Matt Crowley/The AS Review
Editor’s note (full disclosure): The subject of this interview is the editor-in-chief’s sister.
On Saturday, Jan.15, the Whatcom Human Rights Task Force, along with co-sponsors Whatcom Community College and Community to Community Development, will hold the 13th annual Martin Luther King Jr. Human Rights Conference in their effort to “make Whatcom County a place upholding the value and dignity of all members of the human family,” according to a press release.
Beginning at 10 a.m. and lasting until 5 p.m., the conference, the theme of which is “All Together Now: Connecting the Dots for Progressive Change in Whatcom County,” will consist of keynote speakers and the introduction of the first Whatcom Social Forum. Aly Marczynski, a Western student and board member for the task force, sat down with The AS Review to talk about the conference and what the task force hopes it will achieve.
The AS Review: What would you say is different or new with this year’s conference compared to years past?
Aly Marczynski: The main thing that we’re doing differently this year is we’re kind of changing the organization of the conference into this social forum, whereas in the past we’ve had keynote speakers and workshops put on mostly by us and some of our co-sponsors. This year, we aren’t really putting on any workshops; we’ve asked organizations in the community to come forward and put together whatever they think is the best use of the time for various different “tracks.” So multiculturalism, poverty, gender issues, all those different tracks and the organizations concerned with those issues will get two hours, however they want to use it, to do whatever they want. And that’s really different, and we want the community to feel that they have more ownership over the conference.
Review: What would you say the main goals of the conference are?
Marczynski: Definitely to increase awareness of the various issues we are planning on talking about, as well as to provide a space for everyone to discuss their concerns. This year in particular, we wanted to kind of create a space for people to organize and get together to do something about the issues, rather than just talk about them.
Review: What is the Whatcom Human Rights Task Force?

## PROBLEM A
Find every line in the rows below that contains the word "concrete", and copy each such line. Case counts.

Records from a data collection

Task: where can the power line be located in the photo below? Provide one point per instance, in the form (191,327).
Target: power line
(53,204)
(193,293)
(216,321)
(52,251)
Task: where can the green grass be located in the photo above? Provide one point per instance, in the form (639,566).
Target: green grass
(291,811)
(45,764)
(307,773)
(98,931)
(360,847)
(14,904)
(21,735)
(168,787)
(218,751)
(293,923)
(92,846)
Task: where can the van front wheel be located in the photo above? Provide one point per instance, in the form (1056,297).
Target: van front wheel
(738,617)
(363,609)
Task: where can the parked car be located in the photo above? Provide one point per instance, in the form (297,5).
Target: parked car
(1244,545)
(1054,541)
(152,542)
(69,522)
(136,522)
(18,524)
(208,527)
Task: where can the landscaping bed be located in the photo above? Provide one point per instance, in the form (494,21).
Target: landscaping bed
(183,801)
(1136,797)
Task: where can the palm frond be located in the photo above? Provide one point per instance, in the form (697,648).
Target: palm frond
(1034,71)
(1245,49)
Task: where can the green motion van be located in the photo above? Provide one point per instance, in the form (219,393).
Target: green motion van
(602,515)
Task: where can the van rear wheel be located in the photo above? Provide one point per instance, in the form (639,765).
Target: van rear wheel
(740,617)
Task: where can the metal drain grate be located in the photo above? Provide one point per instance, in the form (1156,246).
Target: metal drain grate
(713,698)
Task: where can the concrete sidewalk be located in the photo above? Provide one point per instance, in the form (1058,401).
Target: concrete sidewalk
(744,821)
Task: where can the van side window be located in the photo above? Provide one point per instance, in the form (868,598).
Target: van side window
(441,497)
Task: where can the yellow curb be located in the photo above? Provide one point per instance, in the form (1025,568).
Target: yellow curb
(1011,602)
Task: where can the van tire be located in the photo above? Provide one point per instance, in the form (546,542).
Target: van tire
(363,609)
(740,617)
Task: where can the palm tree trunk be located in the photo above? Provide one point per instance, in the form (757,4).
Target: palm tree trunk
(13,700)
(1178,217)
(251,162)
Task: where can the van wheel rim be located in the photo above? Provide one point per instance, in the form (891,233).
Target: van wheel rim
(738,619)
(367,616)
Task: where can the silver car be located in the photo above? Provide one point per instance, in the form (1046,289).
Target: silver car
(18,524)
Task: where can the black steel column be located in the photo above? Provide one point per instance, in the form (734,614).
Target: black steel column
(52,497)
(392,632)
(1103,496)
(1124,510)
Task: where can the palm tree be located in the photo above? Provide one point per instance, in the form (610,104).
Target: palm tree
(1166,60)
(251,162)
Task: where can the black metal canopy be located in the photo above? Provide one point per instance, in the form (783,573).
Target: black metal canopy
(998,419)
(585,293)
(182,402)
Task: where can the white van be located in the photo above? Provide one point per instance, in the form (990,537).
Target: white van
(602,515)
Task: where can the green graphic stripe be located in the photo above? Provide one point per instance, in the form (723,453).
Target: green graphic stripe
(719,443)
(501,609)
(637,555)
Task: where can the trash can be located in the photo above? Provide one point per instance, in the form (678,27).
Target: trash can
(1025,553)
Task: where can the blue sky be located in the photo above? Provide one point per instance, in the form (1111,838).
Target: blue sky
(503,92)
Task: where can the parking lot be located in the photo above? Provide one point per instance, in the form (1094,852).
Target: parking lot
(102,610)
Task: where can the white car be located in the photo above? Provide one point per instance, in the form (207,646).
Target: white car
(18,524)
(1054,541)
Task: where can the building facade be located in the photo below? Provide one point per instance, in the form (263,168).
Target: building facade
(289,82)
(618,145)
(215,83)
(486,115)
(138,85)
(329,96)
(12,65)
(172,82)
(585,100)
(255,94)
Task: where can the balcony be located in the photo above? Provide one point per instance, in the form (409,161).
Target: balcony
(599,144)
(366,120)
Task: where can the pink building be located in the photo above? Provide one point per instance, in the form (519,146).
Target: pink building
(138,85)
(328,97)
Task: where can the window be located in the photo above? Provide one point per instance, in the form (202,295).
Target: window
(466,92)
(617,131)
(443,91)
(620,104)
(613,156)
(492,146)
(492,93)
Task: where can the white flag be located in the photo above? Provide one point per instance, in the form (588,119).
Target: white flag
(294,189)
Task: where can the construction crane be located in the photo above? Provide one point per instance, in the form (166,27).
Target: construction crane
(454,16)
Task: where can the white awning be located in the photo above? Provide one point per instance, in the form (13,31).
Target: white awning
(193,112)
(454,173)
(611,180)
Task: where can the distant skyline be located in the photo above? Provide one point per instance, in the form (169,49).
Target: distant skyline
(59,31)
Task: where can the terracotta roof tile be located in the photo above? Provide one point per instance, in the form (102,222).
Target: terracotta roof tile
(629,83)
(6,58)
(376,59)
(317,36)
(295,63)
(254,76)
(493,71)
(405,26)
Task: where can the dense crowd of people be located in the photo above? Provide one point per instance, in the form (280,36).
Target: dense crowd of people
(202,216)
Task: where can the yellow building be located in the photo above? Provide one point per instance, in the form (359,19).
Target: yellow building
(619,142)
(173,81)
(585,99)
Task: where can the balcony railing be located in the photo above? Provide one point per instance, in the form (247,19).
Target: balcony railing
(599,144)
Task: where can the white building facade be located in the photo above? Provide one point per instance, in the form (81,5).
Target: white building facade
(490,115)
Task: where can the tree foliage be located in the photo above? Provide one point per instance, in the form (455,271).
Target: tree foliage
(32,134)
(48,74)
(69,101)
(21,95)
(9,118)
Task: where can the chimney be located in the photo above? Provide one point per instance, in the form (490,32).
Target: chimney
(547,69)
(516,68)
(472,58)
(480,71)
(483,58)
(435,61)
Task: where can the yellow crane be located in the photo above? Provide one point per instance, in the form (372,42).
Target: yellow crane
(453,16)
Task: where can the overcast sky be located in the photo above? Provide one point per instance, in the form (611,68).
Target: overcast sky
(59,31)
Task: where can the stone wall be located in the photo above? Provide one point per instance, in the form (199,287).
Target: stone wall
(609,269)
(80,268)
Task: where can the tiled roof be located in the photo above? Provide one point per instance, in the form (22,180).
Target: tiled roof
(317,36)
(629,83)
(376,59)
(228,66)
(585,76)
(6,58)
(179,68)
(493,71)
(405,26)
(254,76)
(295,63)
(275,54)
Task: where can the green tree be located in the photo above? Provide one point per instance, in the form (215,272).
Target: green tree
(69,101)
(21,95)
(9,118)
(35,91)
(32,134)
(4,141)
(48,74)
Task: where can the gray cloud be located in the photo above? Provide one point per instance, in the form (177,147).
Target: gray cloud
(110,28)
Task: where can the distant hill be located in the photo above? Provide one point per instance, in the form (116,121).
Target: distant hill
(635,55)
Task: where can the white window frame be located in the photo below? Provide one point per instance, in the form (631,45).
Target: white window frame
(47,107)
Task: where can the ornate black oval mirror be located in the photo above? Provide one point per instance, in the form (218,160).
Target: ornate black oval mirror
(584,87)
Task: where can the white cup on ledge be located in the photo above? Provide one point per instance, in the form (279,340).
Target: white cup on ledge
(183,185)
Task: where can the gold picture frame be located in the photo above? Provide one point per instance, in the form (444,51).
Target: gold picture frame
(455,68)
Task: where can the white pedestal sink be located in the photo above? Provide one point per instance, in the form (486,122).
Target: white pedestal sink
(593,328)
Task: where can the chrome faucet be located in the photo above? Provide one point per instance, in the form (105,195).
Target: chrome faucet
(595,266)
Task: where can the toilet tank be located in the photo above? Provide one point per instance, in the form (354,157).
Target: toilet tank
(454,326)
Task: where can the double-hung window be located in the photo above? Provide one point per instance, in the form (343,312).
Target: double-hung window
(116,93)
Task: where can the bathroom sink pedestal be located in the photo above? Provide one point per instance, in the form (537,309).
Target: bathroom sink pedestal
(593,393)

## PROBLEM B
Answer these questions from the conference interview:
(i) At what times does the conference begin and end?
(ii) How many hours will the organizations behind each track get?
(iii) Which annual edition of the Martin Luther King Jr. Human Rights Conference is being held?

## CORRECT OUTPUT A
Task: where can the concrete sidewalk be located in the photo above? Provide one point per instance, in the form (1058,401).
Target: concrete sidewalk

## CORRECT OUTPUT B
(i) It begins at 10 a.m. and ends at 5 p.m.
(ii) Two hours.
(iii) The 13th.